Named object pointing entries

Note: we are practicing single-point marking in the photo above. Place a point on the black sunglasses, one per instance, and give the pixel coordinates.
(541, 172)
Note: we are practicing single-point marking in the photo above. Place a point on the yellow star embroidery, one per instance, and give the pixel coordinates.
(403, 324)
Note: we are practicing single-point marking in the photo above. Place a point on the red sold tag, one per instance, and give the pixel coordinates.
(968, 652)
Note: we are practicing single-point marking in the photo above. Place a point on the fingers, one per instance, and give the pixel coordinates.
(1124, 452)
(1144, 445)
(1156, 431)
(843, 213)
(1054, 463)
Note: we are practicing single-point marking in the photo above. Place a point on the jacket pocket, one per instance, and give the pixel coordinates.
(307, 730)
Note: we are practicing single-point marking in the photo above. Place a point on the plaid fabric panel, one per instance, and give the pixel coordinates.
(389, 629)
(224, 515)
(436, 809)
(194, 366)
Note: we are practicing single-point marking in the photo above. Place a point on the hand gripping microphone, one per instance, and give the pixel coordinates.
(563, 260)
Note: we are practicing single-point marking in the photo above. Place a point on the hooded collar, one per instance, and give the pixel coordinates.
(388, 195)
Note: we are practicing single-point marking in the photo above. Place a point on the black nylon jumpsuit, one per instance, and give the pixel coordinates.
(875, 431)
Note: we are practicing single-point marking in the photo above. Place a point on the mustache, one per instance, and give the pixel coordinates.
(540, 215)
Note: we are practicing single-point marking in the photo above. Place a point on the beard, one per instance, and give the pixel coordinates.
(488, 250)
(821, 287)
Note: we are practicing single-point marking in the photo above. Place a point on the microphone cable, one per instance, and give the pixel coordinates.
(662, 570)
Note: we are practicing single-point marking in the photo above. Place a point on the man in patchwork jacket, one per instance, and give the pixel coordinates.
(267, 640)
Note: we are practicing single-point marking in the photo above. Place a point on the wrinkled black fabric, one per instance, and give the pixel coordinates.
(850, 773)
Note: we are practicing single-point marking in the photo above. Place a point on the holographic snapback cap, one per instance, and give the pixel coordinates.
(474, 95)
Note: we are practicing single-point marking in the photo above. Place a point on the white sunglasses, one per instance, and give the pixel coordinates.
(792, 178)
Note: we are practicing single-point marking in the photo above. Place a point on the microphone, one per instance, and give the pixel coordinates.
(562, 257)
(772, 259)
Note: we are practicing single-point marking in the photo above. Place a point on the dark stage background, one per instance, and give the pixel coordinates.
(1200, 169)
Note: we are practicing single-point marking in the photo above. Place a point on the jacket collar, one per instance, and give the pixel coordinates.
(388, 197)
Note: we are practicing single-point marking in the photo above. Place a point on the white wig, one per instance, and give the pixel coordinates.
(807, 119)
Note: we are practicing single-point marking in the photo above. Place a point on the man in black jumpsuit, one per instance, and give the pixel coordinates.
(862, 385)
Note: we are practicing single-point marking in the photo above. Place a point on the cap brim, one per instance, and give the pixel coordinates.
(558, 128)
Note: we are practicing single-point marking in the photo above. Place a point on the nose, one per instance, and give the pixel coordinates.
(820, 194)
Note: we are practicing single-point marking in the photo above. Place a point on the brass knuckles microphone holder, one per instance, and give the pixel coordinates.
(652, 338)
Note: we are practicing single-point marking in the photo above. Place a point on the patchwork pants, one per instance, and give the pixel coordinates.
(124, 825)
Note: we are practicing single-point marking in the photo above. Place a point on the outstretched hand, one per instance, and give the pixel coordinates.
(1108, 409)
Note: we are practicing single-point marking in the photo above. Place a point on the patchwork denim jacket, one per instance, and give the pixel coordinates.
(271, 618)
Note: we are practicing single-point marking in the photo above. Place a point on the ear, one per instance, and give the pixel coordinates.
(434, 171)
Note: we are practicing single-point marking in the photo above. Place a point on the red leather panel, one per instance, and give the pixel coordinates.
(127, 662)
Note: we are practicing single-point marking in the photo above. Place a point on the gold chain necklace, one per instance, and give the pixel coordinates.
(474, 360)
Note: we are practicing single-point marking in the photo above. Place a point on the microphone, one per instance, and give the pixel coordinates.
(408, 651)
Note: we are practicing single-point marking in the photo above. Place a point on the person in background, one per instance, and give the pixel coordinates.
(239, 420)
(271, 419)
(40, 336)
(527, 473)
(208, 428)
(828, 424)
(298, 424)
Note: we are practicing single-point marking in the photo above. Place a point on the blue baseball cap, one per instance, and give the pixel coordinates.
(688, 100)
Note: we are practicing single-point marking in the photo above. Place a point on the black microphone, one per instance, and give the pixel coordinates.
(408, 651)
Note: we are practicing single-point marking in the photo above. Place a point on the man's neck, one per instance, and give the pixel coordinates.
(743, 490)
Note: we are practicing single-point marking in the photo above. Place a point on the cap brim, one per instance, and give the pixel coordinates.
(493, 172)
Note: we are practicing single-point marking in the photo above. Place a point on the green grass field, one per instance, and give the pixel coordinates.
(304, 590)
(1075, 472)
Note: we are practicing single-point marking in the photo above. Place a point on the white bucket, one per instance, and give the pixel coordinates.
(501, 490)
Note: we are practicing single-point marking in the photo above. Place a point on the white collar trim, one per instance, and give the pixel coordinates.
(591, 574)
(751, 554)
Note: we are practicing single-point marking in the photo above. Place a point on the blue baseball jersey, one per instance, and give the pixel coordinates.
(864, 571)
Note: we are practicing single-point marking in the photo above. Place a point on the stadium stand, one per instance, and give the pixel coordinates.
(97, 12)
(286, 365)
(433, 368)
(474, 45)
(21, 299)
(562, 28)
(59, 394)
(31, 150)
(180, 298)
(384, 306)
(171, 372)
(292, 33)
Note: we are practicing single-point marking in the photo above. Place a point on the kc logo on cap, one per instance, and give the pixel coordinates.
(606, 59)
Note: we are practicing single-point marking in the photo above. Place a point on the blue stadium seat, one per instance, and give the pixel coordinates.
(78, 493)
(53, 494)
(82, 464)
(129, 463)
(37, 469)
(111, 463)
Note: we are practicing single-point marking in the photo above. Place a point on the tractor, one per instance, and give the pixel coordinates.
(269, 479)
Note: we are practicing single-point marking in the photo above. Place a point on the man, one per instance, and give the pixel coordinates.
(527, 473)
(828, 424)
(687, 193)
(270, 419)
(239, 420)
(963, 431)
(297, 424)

Instructions to follow →
Your task is to return the full listing exactly as it was given.

Task response →
Note: we are practicing single-point marking in the photo above. Place a point on the black sunglasses, one per instance, and give the pixel coordinates.
(541, 172)
Note: we are practicing single-point marking in the photo above. Place a point on the yellow star embroidery, one per instance, and give the pixel coordinates.
(403, 324)
Note: we are practicing single-point marking in the photo above. Place a point on the red sold tag, one per instance, and give the pixel coordinates.
(968, 652)
Note: we are practicing single-point marking in the photo above. Place a point on the fingers, one per instance, and give the pixel coordinates.
(1124, 452)
(1144, 445)
(1156, 431)
(843, 213)
(1054, 463)
Note: we are practicing single-point marking in the photo above. Place a point on the jacket pocket, one per instance, and give the pixel coordinates.
(307, 730)
Note: we are practicing single-point marking in the photo above. Place a point on the plaid fabric panel, one per instance, and give the pixel coordinates.
(389, 629)
(224, 515)
(436, 809)
(194, 366)
Note: we are practicing single-point marking in the photo above. Place a point on the hand gripping microphone, one per instance, and give the pixel coordinates.
(563, 260)
Note: we are practicing single-point marking in the photo above. Place a point on the hooded collar, one per instance, and give the pixel coordinates.
(388, 195)
Note: we are practicing single-point marking in the photo above. Place a point on the black nylon jumpsuit, one per instance, and give the pixel coordinates.
(875, 431)
Note: we are practicing single-point marking in the photo above. Place a point on the mustache, one per instance, and give the pixel coordinates.
(540, 215)
Note: we are practicing single-point marking in the photo above. Place a point on the beard, one per instance, and give the pixel coordinates.
(488, 250)
(821, 287)
Note: we are practicing single-point marking in the photo above. Place a point on the microphone cable, one per instance, and give the pixel coordinates.
(662, 570)
Note: we are practicing single-point marking in the photo above. Place a point on the man in patchwork jacket, one per instance, and give the pixel coordinates.
(267, 640)
Note: we are practicing single-point marking in the photo above. Place a point on the wrinkled black fabric, one per instance, and give the pixel coordinates.
(850, 773)
Note: we are practicing single-point marking in the photo above. Place a point on the holographic snapback cap, one per instance, and give the pixel coordinates.
(474, 95)
Note: we are practicing single-point marking in the photo above. Place a point on the white sunglasses, one per instance, and give the pixel coordinates.
(792, 178)
Note: we are practicing single-point marking in the photo above. Place a point on the microphone, one per instance, and give the pixel coordinates.
(562, 257)
(772, 259)
Note: we are practicing single-point marking in the photo above. Place a point on the dark stage background, one per instance, and give the pixel coordinates.
(1200, 169)
Note: we are practicing single-point marking in the photo above. Place a point on the jacket collar, one per instance, and give the pixel coordinates.
(388, 197)
Note: we are practicing single-point marking in the photo above. Place a point on the white wig, one per instance, and give the pixel coordinates.
(807, 119)
Note: we are practicing single-point marking in the photo above. Place a point on the man in black jumpsuit, one per instance, and give the pixel coordinates.
(862, 385)
Note: we are practicing single-point marking in the photo above. Place a point on the cap brim, one per instance, and give the pixel coordinates.
(558, 128)
Note: we are practicing single-point marking in the photo above. Place a point on the nose, one per instance, and give the pixel coordinates.
(820, 194)
Note: we are practicing single-point marking in the photo above. Place a point on the brass knuckles microphone holder, one per instance, and give the pixel coordinates.
(652, 338)
Note: we are practicing single-point marking in the photo above. Place a point on the patchwork pants, one per instance, and give the pixel coordinates.
(124, 825)
Note: we are practicing single-point marking in the photo above. Place a point on the outstretched hand, one per instance, and give the pixel coordinates.
(1108, 409)
Note: we are practicing single-point marking in the photo above. Place a point on the patchwork denim jacket, one per instance, and give the pixel coordinates.
(271, 618)
Note: we are practicing single-point marking in the photo above. Place a point on the ear, one per instance, and give the pixel coordinates.
(434, 171)
Note: we are practicing single-point marking in the photo above. Place a point on the red leather panel, one per instance, and give the pixel coordinates.
(127, 662)
Note: we are practicing single-point marking in the photo above. Place a point on the gold chain necklace, one per instance, and give the pixel coordinates.
(474, 360)
Note: we are practicing single-point marking in the photo above. Place a point on the microphone, one per instance, and give the pixel coordinates.
(408, 651)
Note: we are practicing single-point marking in the photo above. Place a point on the person in background, one per instance, and give the pixel coordinates.
(239, 420)
(271, 419)
(40, 336)
(527, 473)
(208, 428)
(828, 424)
(298, 424)
Note: we are practicing single-point marking in the photo above. Place a point on the blue baseball cap, one per instance, and give the pixel coordinates.
(688, 100)
Note: we are practicing single-point marking in the photo above. Place a point on the black microphone, one per instance, and give the pixel coordinates.
(408, 651)
Note: we are practicing single-point marking in the photo above. Place a point on the man's neck, one per instance, and give the pixel coordinates.
(743, 490)
Note: we are practicing single-point marking in the photo above. Place a point on the cap brim, one per instance, and give the pixel coordinates.
(493, 172)
Note: we are practicing single-point marking in the photo above. Place a point on the green grass field, one per instance, and give the pixel coordinates.
(304, 590)
(1075, 472)
Note: we are practicing single-point marking in the photo above. Place a point on the white bucket, one per instance, and give the pixel coordinates.
(501, 490)
Note: we are practicing single-point marking in the photo above. Place a point on the white collar trim, one per instance, and give the pixel coordinates.
(591, 574)
(751, 554)
Note: we are practicing single-point marking in the photo above. Place a point on the blue baseball jersey, one per instance, and give the pixel coordinates.
(864, 571)
Note: we are practicing single-point marking in the photo above. Place a point on the stadium stand, one per instance, and give the pixel coordinates.
(97, 12)
(286, 365)
(433, 368)
(474, 45)
(21, 299)
(562, 28)
(59, 394)
(31, 150)
(180, 298)
(384, 306)
(171, 372)
(292, 33)
Note: we are practicing single-point marking in the photo above. Place a point on the kc logo on cap, one per instance, and give the pixel coordinates.
(606, 59)
Note: we are practicing single-point marking in the photo above. Place a point on the blue stadium seat, one per instance, and give the pixel coordinates.
(78, 493)
(53, 494)
(82, 464)
(129, 463)
(37, 469)
(111, 463)
Note: we are practicing single-point marking in the photo above. Place a point on the tractor, one per instance, and give the pixel coordinates.
(269, 479)
Note: we are practicing single-point marking in the photo above. Place a point on the man, one per instance, and give the pixel coordinates.
(527, 473)
(828, 424)
(687, 193)
(270, 419)
(239, 420)
(963, 431)
(297, 424)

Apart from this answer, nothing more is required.